**OBJECTIVE**
Please copy the lines of the items below word for word, starting at the line that contains "the green leaf" and ending at the last line of the items, with both ends included.
⁂
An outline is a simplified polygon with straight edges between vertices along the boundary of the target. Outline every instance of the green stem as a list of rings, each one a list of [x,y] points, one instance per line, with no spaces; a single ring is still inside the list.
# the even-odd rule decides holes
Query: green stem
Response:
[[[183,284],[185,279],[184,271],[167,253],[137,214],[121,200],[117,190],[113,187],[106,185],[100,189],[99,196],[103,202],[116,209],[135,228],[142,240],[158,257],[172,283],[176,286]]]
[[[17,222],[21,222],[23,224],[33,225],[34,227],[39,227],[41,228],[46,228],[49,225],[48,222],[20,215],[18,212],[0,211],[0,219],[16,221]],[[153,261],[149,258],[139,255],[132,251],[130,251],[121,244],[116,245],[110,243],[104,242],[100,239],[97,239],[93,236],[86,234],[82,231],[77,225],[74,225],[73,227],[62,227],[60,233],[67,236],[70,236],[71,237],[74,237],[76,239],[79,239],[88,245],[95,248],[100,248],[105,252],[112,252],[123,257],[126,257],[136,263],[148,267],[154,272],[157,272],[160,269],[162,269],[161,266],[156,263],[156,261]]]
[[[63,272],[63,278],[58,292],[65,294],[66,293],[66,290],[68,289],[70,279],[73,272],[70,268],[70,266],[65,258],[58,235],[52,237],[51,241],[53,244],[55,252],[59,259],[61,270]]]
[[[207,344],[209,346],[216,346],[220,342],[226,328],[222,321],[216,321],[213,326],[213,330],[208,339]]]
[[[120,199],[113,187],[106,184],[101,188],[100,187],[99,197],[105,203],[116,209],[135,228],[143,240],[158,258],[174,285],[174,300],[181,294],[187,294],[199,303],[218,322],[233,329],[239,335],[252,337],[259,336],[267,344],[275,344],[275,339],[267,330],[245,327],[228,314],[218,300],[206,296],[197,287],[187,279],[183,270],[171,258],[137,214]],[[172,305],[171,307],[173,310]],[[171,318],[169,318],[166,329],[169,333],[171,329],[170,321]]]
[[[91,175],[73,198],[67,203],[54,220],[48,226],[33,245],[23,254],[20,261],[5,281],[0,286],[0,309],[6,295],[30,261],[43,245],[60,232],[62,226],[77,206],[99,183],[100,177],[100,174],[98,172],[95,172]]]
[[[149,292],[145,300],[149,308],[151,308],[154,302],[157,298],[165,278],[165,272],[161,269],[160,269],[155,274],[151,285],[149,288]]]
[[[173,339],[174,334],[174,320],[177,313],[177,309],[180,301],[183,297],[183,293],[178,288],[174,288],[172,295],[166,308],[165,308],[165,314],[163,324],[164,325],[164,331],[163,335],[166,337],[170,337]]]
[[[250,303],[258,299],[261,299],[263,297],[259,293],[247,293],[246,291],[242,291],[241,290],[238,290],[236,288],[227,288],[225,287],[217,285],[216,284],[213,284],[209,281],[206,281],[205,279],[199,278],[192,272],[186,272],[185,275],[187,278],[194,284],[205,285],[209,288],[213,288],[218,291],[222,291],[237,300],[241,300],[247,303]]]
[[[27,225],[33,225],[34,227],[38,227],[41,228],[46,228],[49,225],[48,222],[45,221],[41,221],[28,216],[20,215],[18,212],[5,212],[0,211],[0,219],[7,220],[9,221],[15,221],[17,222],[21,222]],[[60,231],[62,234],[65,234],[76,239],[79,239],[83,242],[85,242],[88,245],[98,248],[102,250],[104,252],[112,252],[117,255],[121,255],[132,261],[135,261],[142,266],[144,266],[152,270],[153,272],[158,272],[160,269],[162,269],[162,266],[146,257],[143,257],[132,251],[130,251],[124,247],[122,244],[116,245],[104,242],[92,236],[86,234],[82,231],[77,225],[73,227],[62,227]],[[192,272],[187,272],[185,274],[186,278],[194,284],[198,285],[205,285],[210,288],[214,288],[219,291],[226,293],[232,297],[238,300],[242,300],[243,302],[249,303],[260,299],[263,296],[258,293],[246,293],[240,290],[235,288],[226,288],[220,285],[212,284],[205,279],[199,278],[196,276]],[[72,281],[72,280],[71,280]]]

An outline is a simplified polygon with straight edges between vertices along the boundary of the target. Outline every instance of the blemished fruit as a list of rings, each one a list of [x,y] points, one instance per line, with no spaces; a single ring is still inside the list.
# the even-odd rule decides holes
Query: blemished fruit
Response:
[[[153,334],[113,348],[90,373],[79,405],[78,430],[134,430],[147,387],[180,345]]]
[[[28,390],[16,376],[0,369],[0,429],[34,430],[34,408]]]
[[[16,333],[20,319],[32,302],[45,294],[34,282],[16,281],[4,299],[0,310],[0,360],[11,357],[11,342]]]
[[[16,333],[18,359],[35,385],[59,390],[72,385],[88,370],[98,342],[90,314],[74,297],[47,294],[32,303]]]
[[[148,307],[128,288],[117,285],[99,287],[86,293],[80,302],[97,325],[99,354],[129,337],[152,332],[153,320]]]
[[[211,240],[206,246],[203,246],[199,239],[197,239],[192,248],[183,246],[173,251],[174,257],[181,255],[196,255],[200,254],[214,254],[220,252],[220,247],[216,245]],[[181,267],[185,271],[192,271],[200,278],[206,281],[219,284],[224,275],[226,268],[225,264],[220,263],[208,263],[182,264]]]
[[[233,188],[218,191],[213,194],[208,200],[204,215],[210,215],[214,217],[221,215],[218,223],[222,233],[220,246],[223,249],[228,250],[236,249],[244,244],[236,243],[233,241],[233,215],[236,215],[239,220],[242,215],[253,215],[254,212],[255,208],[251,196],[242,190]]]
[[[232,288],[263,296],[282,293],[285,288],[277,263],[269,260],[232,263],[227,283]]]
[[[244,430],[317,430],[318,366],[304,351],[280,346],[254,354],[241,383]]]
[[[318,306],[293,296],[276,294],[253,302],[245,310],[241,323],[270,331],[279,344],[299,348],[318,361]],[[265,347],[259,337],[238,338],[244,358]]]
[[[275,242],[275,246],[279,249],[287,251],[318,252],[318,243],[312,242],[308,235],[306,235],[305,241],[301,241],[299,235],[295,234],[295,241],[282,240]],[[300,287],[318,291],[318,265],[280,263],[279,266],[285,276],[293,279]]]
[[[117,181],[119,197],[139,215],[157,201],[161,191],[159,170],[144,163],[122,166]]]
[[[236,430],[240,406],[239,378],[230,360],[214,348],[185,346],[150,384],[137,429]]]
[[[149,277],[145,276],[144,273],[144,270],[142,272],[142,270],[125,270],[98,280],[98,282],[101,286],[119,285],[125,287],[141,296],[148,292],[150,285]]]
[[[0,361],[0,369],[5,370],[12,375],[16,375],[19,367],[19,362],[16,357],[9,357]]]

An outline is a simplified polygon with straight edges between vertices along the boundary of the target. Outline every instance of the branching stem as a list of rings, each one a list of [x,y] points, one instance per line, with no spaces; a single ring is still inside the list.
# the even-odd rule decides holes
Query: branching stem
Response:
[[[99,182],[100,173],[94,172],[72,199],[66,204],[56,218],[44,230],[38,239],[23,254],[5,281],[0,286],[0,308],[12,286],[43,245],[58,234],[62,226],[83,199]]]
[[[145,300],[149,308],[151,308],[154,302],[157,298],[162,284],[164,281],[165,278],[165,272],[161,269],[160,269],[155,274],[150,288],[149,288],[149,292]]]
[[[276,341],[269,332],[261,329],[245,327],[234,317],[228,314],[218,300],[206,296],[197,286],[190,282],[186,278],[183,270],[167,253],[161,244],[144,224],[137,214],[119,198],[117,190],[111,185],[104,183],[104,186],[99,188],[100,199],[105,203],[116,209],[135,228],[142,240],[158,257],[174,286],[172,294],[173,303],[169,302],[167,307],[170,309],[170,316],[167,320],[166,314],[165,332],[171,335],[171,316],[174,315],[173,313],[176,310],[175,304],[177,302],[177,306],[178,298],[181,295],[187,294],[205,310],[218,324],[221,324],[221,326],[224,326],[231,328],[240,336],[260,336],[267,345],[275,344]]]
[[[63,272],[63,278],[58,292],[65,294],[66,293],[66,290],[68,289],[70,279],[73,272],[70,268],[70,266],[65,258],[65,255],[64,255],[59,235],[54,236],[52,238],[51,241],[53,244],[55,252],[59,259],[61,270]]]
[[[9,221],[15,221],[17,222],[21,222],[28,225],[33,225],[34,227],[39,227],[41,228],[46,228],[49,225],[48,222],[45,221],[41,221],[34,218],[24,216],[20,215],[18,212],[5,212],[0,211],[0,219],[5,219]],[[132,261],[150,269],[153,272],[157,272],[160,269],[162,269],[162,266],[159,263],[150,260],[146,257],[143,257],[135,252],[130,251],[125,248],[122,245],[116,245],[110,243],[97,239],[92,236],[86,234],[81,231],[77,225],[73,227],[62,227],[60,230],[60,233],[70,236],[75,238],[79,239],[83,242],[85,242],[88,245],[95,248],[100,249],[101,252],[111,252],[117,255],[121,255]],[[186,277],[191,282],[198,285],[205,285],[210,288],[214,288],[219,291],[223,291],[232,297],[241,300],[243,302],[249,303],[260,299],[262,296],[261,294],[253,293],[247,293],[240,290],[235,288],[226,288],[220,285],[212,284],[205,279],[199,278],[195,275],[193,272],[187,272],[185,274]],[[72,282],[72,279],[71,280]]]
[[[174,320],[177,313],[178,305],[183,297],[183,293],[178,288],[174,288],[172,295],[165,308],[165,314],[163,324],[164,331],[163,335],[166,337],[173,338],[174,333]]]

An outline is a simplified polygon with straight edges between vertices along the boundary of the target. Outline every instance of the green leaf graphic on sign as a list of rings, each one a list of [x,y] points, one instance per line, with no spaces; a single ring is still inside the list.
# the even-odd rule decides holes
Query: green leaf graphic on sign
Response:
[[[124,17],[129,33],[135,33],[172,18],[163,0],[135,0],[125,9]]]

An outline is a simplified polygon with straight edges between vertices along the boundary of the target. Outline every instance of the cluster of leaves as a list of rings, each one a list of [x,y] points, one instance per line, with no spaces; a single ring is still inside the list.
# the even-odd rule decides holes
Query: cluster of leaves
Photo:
⁂
**FINISHED EXERCISE**
An outline is a simplified polygon with straight edges between vertices along the boundary of the target. Outline every instance of the green leaf graphic on sign as a list of rings, each one a list of [x,y] points, one instance per line, with no spaces; a single ring is still inside the list.
# the even-odd rule decides holes
Query: green leaf graphic on sign
Response:
[[[124,17],[129,33],[135,33],[172,18],[163,0],[135,0],[125,9]]]

An outline is a simplified polygon with straight edges between vertices along the boundary of the target. Outline every instance of the cluster of leaves as a list of rings, each one a list of [x,y] points, one instance per line, with no spaces; a single ring is still inside the list.
# the even-odd rule decides holes
Query: cluster of leaves
Photo:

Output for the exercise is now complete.